Carve (v. t.) To cut: to hew; to mark as if by cutting.

Carve (v. t.) To take or make, as by cutting; to provide.

Carve (v. t.) To lay out; to contrive; to design; to plan.

Carve (v. i.) To exercise the trade of a sculptor or carver; to engrave or cut figures.

Carve (v. i.) To cut up meat; as, to carve for all the guests.

Carve (n.) A carucate.

Carvel (n.) Same as Caravel.

Carvel (n.) A species of jellyfish; sea blubber.

Carvelbuilt (a.) Having the planks meet flush at the seams, instead of lapping as in a clinker-built vessel.

Carven (a.) Wrought by carving; ornamented by carvings; carved.

Carvene (n.) An oily substance, C10H16, extracted from oil caraway.

Carver (n.) One who carves; one who shapes or fashions by carving, or as by carving; esp. one who carves decorative forms, architectural adornments, etc.

Carver (n.) One who carves or divides meat at table.

Carver (n.) A large knife for carving.

Carving (n.) The act or art of one who carves.

Carving (n.) A piece of decorative work cut in stone, wood, or other material.

Carving (n.) The whole body of decorative sculpture of any kind or epoch, or in any material; as, the Italian carving of the 15th century.

Carvist (n.) A hawk which is of proper age and training to be carried on the hand; a hawk in its first year.

Carvol (n.) One of a species of aromatic oils, resembling carvacrol.

Car wheel () A flanged wheel of a railway car or truck.

Caryatic (a.) Alt. of Caryatid

Caryatid (a.) Of or pertaining to a caryatid.

Caryatids (pl. ) of Caryatid

Caryatid (n.) A draped female figure supporting an entablature, in the place of a column or pilaster.

Caryatides (n. pl.) Caryatids.

Caryophyllaceous (a.) Having corollas of five petals with long claws inclosed in a tubular, calyx, as the pink

Caryophyllaceous (a.) Belonging to the family of which the pink and the carnation are the types.

Caryophyllin (n.) A tasteless and odorless crystalline substance, extracted from cloves, polymeric with common camphor.

Caryophyllous (a.) Caryophyllaceous.

Caryopses (pl. ) of Caryopsis

Caryopsis (n.) A one-celled, dry, indehiscent fruit, with a thin membranous pericarp, adhering closely to the seed, so that fruit and seed are incorporated in one body, forming a single grain, as of wheat, barley, etc.

Casal (a.) Of or pertaining to case; as, a casal ending.

Cascabel (n.) The projection in rear of the breech of a cannon, usually a knob or breeching loop connected with the gun by a neck. In old writers it included all in rear of the base ring. [See Illust. of Cannon.]

Cascade (n.) A fall of water over a precipice, as in a river or brook; a waterfall less than a cataract.

Cascade (v. i.) To fall in a cascade.

Cascade (v. i.) To vomit.

Cascalho (n.) A deposit of pebbles, gravel, and ferruginous sand, in which the Brazilian diamond is usually found.

Cascara sagrada () Holy bark; the bark of the California buckthorn (Rhamnus Purshianus), used as a mild cathartic or laxative.

Cascarilla (n.) A euphorbiaceous West Indian shrub (Croton Eleutheria); also, its aromatic bark.
- - - - -
# [BRIEF A]
Translate this sentence from the dictionary entries into Spanish: "In old writers it included all in rear of the base ring."
# [BRIEF B]
From the dictionary entries, extract the passage that begins at the words "Carvel (n.) Same" and stops after "from oil caraway.".

# [DATASET CONTENT]
- - - - -
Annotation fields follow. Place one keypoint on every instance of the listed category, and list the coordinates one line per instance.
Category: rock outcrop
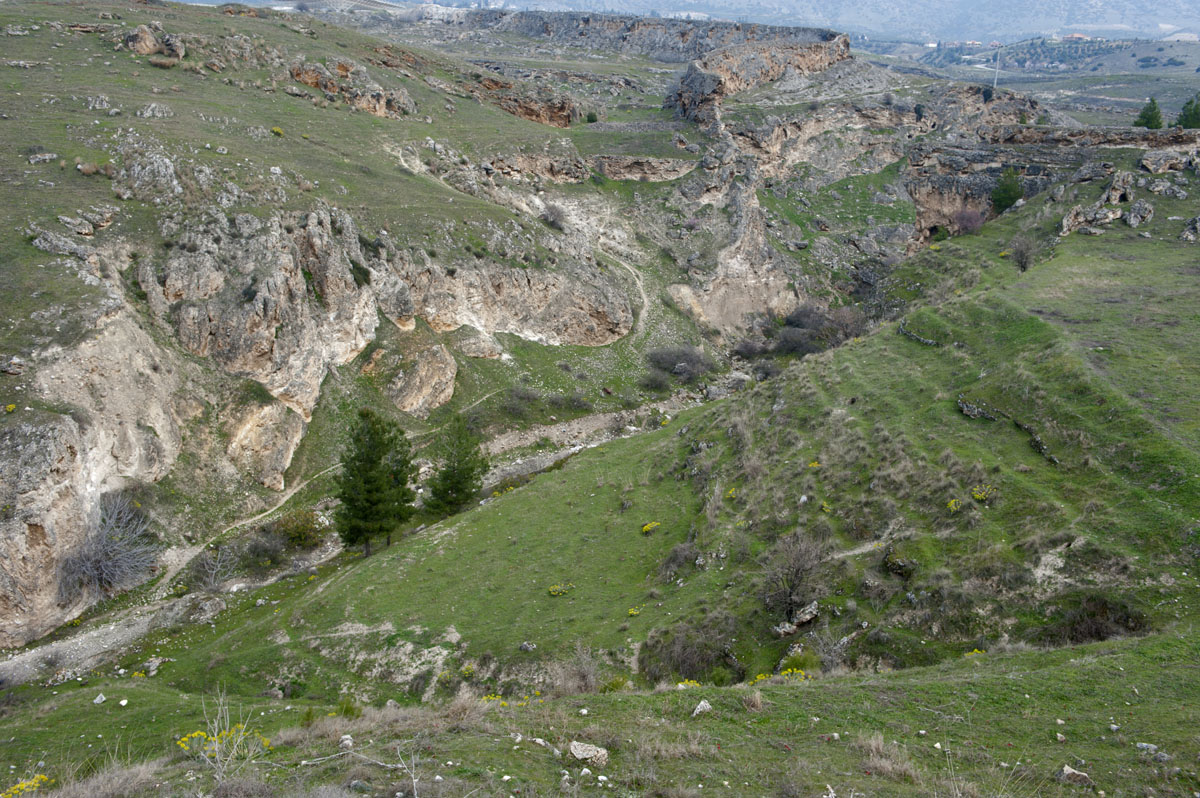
(624, 167)
(427, 384)
(263, 439)
(126, 427)
(348, 82)
(1139, 214)
(731, 70)
(1191, 231)
(277, 301)
(664, 40)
- - - - -
# [OUTPUT A]
En los autores antiguos incluía todo lo que está detrás del anillo de la base.

# [OUTPUT B]
Carvel (n.) Same as Caravel.

Carvel (n.) A species of jellyfish; sea blubber.

Carvelbuilt (a.) Having the planks meet flush at the seams, instead of lapping as in a clinker-built vessel.

Carven (a.) Wrought by carving; ornamented by carvings; carved.

Carvene (n.) An oily substance, C10H16, extracted from oil caraway.